▸ Excerpted data

========

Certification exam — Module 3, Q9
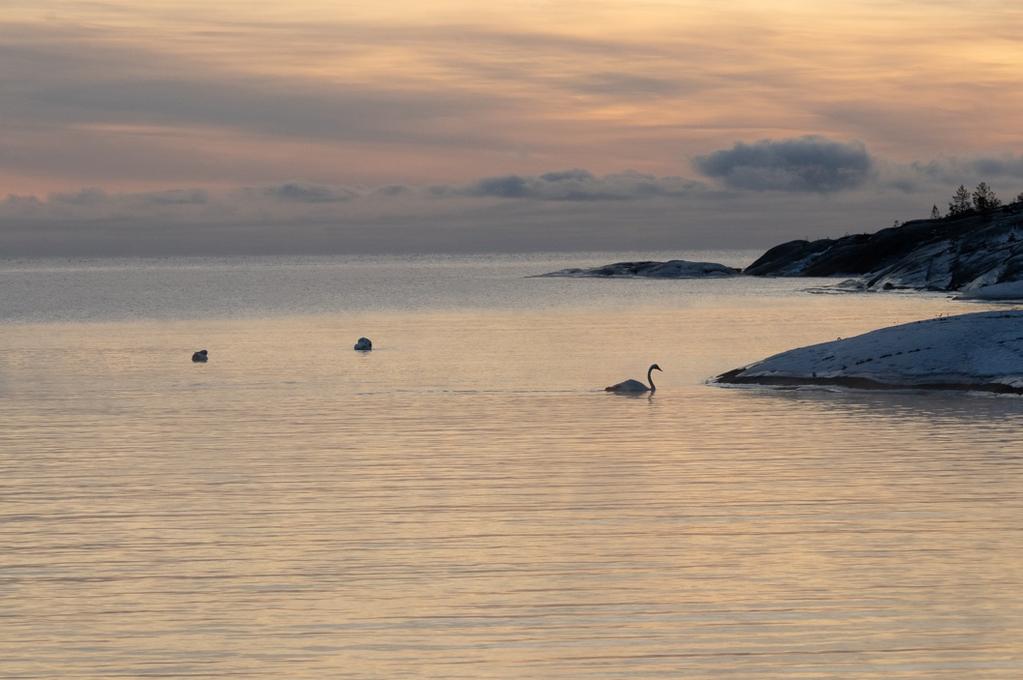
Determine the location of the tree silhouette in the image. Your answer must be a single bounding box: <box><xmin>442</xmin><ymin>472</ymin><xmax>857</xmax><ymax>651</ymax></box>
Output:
<box><xmin>973</xmin><ymin>182</ymin><xmax>1002</xmax><ymax>213</ymax></box>
<box><xmin>948</xmin><ymin>184</ymin><xmax>973</xmax><ymax>217</ymax></box>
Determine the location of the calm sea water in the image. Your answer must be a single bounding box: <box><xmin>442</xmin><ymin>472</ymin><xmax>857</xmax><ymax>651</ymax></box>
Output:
<box><xmin>0</xmin><ymin>254</ymin><xmax>1023</xmax><ymax>680</ymax></box>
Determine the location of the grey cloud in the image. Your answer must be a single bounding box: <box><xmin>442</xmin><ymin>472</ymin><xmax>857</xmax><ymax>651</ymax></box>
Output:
<box><xmin>0</xmin><ymin>28</ymin><xmax>512</xmax><ymax>147</ymax></box>
<box><xmin>909</xmin><ymin>155</ymin><xmax>1023</xmax><ymax>185</ymax></box>
<box><xmin>973</xmin><ymin>155</ymin><xmax>1023</xmax><ymax>177</ymax></box>
<box><xmin>462</xmin><ymin>169</ymin><xmax>704</xmax><ymax>201</ymax></box>
<box><xmin>257</xmin><ymin>182</ymin><xmax>359</xmax><ymax>203</ymax></box>
<box><xmin>694</xmin><ymin>136</ymin><xmax>874</xmax><ymax>193</ymax></box>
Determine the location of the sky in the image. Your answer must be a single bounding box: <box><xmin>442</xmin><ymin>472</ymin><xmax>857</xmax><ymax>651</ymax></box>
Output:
<box><xmin>0</xmin><ymin>0</ymin><xmax>1023</xmax><ymax>257</ymax></box>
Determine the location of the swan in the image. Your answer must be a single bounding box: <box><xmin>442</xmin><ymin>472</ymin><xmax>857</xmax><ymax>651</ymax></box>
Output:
<box><xmin>604</xmin><ymin>364</ymin><xmax>664</xmax><ymax>395</ymax></box>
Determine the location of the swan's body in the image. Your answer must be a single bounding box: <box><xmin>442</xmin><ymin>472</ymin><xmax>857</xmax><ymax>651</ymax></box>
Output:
<box><xmin>604</xmin><ymin>364</ymin><xmax>661</xmax><ymax>395</ymax></box>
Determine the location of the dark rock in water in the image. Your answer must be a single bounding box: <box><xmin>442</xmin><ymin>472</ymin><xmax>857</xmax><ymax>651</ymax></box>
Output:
<box><xmin>540</xmin><ymin>260</ymin><xmax>740</xmax><ymax>278</ymax></box>
<box><xmin>743</xmin><ymin>199</ymin><xmax>1023</xmax><ymax>290</ymax></box>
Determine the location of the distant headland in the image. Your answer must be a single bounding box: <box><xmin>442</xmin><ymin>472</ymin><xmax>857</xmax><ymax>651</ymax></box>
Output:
<box><xmin>542</xmin><ymin>182</ymin><xmax>1023</xmax><ymax>300</ymax></box>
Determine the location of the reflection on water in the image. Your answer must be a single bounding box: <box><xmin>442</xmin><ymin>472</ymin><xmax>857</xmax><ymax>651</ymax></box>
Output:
<box><xmin>0</xmin><ymin>257</ymin><xmax>1023</xmax><ymax>679</ymax></box>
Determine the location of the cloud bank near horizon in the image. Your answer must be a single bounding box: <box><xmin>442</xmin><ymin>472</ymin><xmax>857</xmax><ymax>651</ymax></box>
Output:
<box><xmin>0</xmin><ymin>144</ymin><xmax>1023</xmax><ymax>256</ymax></box>
<box><xmin>693</xmin><ymin>136</ymin><xmax>874</xmax><ymax>193</ymax></box>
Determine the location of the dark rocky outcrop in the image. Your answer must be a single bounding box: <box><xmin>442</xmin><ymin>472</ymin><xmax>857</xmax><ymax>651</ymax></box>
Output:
<box><xmin>743</xmin><ymin>203</ymin><xmax>1023</xmax><ymax>290</ymax></box>
<box><xmin>540</xmin><ymin>260</ymin><xmax>740</xmax><ymax>278</ymax></box>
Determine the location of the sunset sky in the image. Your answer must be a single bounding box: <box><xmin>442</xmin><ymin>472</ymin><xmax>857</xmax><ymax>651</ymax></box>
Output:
<box><xmin>0</xmin><ymin>0</ymin><xmax>1023</xmax><ymax>255</ymax></box>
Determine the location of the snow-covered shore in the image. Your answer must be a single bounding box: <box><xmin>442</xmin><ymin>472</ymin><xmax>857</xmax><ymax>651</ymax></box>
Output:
<box><xmin>539</xmin><ymin>260</ymin><xmax>740</xmax><ymax>278</ymax></box>
<box><xmin>710</xmin><ymin>311</ymin><xmax>1023</xmax><ymax>394</ymax></box>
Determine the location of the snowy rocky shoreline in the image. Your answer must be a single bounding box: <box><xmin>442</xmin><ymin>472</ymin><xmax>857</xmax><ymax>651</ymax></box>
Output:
<box><xmin>710</xmin><ymin>311</ymin><xmax>1023</xmax><ymax>395</ymax></box>
<box><xmin>743</xmin><ymin>202</ymin><xmax>1023</xmax><ymax>298</ymax></box>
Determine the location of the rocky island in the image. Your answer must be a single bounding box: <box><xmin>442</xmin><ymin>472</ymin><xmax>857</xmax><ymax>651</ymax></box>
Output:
<box><xmin>710</xmin><ymin>311</ymin><xmax>1023</xmax><ymax>395</ymax></box>
<box><xmin>540</xmin><ymin>260</ymin><xmax>742</xmax><ymax>278</ymax></box>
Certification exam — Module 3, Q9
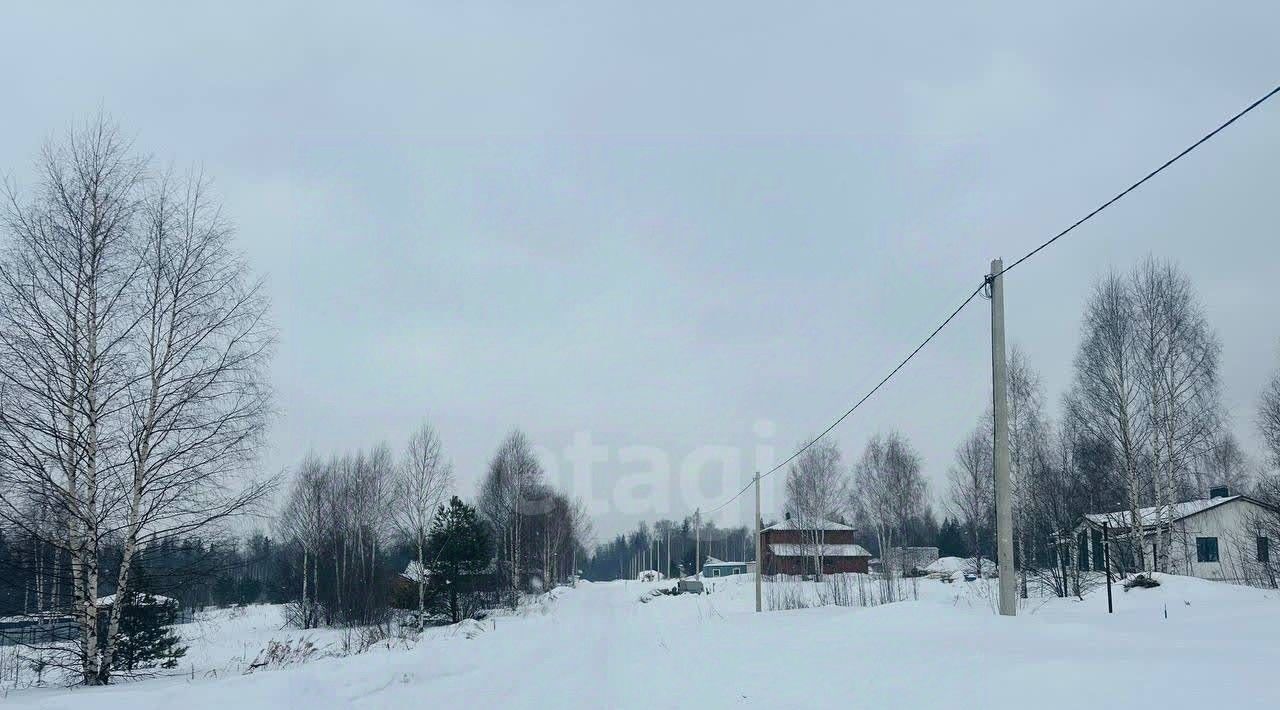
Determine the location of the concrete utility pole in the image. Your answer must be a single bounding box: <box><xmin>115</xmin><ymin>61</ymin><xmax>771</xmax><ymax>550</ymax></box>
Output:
<box><xmin>667</xmin><ymin>526</ymin><xmax>671</xmax><ymax>580</ymax></box>
<box><xmin>755</xmin><ymin>471</ymin><xmax>760</xmax><ymax>613</ymax></box>
<box><xmin>987</xmin><ymin>258</ymin><xmax>1018</xmax><ymax>617</ymax></box>
<box><xmin>694</xmin><ymin>509</ymin><xmax>703</xmax><ymax>577</ymax></box>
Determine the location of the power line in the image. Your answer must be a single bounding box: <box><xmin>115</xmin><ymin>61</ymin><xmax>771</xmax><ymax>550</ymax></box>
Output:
<box><xmin>708</xmin><ymin>86</ymin><xmax>1280</xmax><ymax>514</ymax></box>
<box><xmin>707</xmin><ymin>280</ymin><xmax>987</xmax><ymax>514</ymax></box>
<box><xmin>996</xmin><ymin>86</ymin><xmax>1280</xmax><ymax>276</ymax></box>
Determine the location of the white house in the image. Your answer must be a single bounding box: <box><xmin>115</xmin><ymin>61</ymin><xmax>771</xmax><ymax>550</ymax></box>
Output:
<box><xmin>1071</xmin><ymin>487</ymin><xmax>1277</xmax><ymax>586</ymax></box>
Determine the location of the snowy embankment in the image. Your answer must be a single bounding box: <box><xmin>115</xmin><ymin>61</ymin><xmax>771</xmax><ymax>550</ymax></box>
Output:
<box><xmin>5</xmin><ymin>576</ymin><xmax>1280</xmax><ymax>710</ymax></box>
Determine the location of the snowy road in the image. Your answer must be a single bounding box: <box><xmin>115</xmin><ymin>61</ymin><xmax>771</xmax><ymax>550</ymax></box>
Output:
<box><xmin>4</xmin><ymin>578</ymin><xmax>1280</xmax><ymax>710</ymax></box>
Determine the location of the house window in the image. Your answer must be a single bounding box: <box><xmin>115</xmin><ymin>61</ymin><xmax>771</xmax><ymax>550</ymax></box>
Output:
<box><xmin>1196</xmin><ymin>537</ymin><xmax>1217</xmax><ymax>562</ymax></box>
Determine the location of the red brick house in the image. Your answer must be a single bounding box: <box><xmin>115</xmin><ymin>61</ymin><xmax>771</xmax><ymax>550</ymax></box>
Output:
<box><xmin>760</xmin><ymin>516</ymin><xmax>872</xmax><ymax>574</ymax></box>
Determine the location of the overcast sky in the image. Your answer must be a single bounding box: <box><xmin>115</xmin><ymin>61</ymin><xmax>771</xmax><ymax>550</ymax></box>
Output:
<box><xmin>0</xmin><ymin>1</ymin><xmax>1280</xmax><ymax>535</ymax></box>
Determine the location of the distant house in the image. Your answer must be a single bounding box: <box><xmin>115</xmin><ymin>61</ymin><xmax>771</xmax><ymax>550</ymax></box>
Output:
<box><xmin>703</xmin><ymin>556</ymin><xmax>755</xmax><ymax>578</ymax></box>
<box><xmin>1068</xmin><ymin>487</ymin><xmax>1277</xmax><ymax>586</ymax></box>
<box><xmin>884</xmin><ymin>548</ymin><xmax>938</xmax><ymax>574</ymax></box>
<box><xmin>760</xmin><ymin>514</ymin><xmax>872</xmax><ymax>574</ymax></box>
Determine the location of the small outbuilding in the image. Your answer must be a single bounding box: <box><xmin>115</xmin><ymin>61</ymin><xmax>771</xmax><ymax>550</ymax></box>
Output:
<box><xmin>703</xmin><ymin>556</ymin><xmax>755</xmax><ymax>580</ymax></box>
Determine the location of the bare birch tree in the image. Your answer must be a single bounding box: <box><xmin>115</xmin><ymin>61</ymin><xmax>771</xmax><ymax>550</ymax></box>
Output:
<box><xmin>947</xmin><ymin>420</ymin><xmax>996</xmax><ymax>577</ymax></box>
<box><xmin>392</xmin><ymin>422</ymin><xmax>453</xmax><ymax>631</ymax></box>
<box><xmin>0</xmin><ymin>120</ymin><xmax>145</xmax><ymax>684</ymax></box>
<box><xmin>100</xmin><ymin>168</ymin><xmax>275</xmax><ymax>682</ymax></box>
<box><xmin>854</xmin><ymin>431</ymin><xmax>925</xmax><ymax>571</ymax></box>
<box><xmin>1132</xmin><ymin>257</ymin><xmax>1221</xmax><ymax>572</ymax></box>
<box><xmin>0</xmin><ymin>118</ymin><xmax>273</xmax><ymax>684</ymax></box>
<box><xmin>1257</xmin><ymin>350</ymin><xmax>1280</xmax><ymax>468</ymax></box>
<box><xmin>1069</xmin><ymin>274</ymin><xmax>1151</xmax><ymax>573</ymax></box>
<box><xmin>479</xmin><ymin>430</ymin><xmax>543</xmax><ymax>605</ymax></box>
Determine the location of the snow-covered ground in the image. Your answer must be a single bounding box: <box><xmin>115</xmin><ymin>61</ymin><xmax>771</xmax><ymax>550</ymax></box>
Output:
<box><xmin>4</xmin><ymin>576</ymin><xmax>1280</xmax><ymax>710</ymax></box>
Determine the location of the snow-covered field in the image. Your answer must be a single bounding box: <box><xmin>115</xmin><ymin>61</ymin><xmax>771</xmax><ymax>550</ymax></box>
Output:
<box><xmin>3</xmin><ymin>576</ymin><xmax>1280</xmax><ymax>710</ymax></box>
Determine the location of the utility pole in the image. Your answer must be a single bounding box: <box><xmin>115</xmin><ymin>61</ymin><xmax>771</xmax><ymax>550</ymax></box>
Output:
<box><xmin>1091</xmin><ymin>522</ymin><xmax>1115</xmax><ymax>614</ymax></box>
<box><xmin>744</xmin><ymin>471</ymin><xmax>760</xmax><ymax>613</ymax></box>
<box><xmin>694</xmin><ymin>509</ymin><xmax>703</xmax><ymax>577</ymax></box>
<box><xmin>987</xmin><ymin>258</ymin><xmax>1018</xmax><ymax>617</ymax></box>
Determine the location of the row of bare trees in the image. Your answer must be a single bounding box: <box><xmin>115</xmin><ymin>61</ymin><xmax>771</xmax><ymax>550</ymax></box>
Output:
<box><xmin>477</xmin><ymin>430</ymin><xmax>591</xmax><ymax>605</ymax></box>
<box><xmin>279</xmin><ymin>425</ymin><xmax>591</xmax><ymax>621</ymax></box>
<box><xmin>950</xmin><ymin>257</ymin><xmax>1274</xmax><ymax>595</ymax></box>
<box><xmin>0</xmin><ymin>118</ymin><xmax>274</xmax><ymax>684</ymax></box>
<box><xmin>783</xmin><ymin>431</ymin><xmax>933</xmax><ymax>573</ymax></box>
<box><xmin>280</xmin><ymin>423</ymin><xmax>453</xmax><ymax>628</ymax></box>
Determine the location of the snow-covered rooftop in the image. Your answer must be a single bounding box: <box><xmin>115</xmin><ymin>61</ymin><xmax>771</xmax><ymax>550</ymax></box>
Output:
<box><xmin>764</xmin><ymin>518</ymin><xmax>855</xmax><ymax>530</ymax></box>
<box><xmin>401</xmin><ymin>559</ymin><xmax>431</xmax><ymax>583</ymax></box>
<box><xmin>1084</xmin><ymin>495</ymin><xmax>1244</xmax><ymax>528</ymax></box>
<box><xmin>769</xmin><ymin>542</ymin><xmax>872</xmax><ymax>558</ymax></box>
<box><xmin>703</xmin><ymin>556</ymin><xmax>746</xmax><ymax>567</ymax></box>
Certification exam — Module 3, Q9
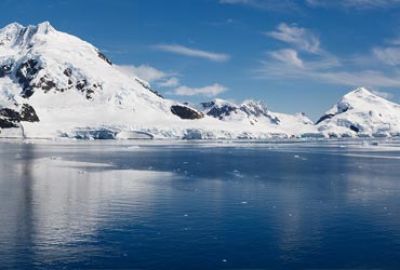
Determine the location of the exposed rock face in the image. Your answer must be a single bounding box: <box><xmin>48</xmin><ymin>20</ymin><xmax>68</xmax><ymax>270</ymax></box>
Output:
<box><xmin>15</xmin><ymin>59</ymin><xmax>41</xmax><ymax>98</ymax></box>
<box><xmin>316</xmin><ymin>87</ymin><xmax>400</xmax><ymax>137</ymax></box>
<box><xmin>135</xmin><ymin>78</ymin><xmax>164</xmax><ymax>98</ymax></box>
<box><xmin>201</xmin><ymin>101</ymin><xmax>238</xmax><ymax>120</ymax></box>
<box><xmin>0</xmin><ymin>65</ymin><xmax>12</xmax><ymax>78</ymax></box>
<box><xmin>97</xmin><ymin>51</ymin><xmax>112</xmax><ymax>65</ymax></box>
<box><xmin>20</xmin><ymin>104</ymin><xmax>40</xmax><ymax>122</ymax></box>
<box><xmin>171</xmin><ymin>105</ymin><xmax>204</xmax><ymax>120</ymax></box>
<box><xmin>0</xmin><ymin>104</ymin><xmax>39</xmax><ymax>128</ymax></box>
<box><xmin>201</xmin><ymin>99</ymin><xmax>280</xmax><ymax>125</ymax></box>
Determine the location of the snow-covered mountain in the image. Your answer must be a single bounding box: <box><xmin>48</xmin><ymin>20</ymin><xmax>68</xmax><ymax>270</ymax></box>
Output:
<box><xmin>199</xmin><ymin>99</ymin><xmax>314</xmax><ymax>135</ymax></box>
<box><xmin>316</xmin><ymin>87</ymin><xmax>400</xmax><ymax>137</ymax></box>
<box><xmin>0</xmin><ymin>22</ymin><xmax>400</xmax><ymax>139</ymax></box>
<box><xmin>0</xmin><ymin>22</ymin><xmax>318</xmax><ymax>138</ymax></box>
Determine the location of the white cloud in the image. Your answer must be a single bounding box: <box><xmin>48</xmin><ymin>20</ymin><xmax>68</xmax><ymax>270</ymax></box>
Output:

========

▸ Work to complete
Rewrite the lines from the one containing "Determine the location of the white cloud" through the last line, changing "white cloud" to "pale cloud" and leaving everything else as it is.

▸ Answer to this task
Determine the location of the pale cloud in the image. Your answer must be a single bounding box: <box><xmin>48</xmin><ymin>20</ymin><xmax>68</xmax><ymax>270</ymax></box>
Output:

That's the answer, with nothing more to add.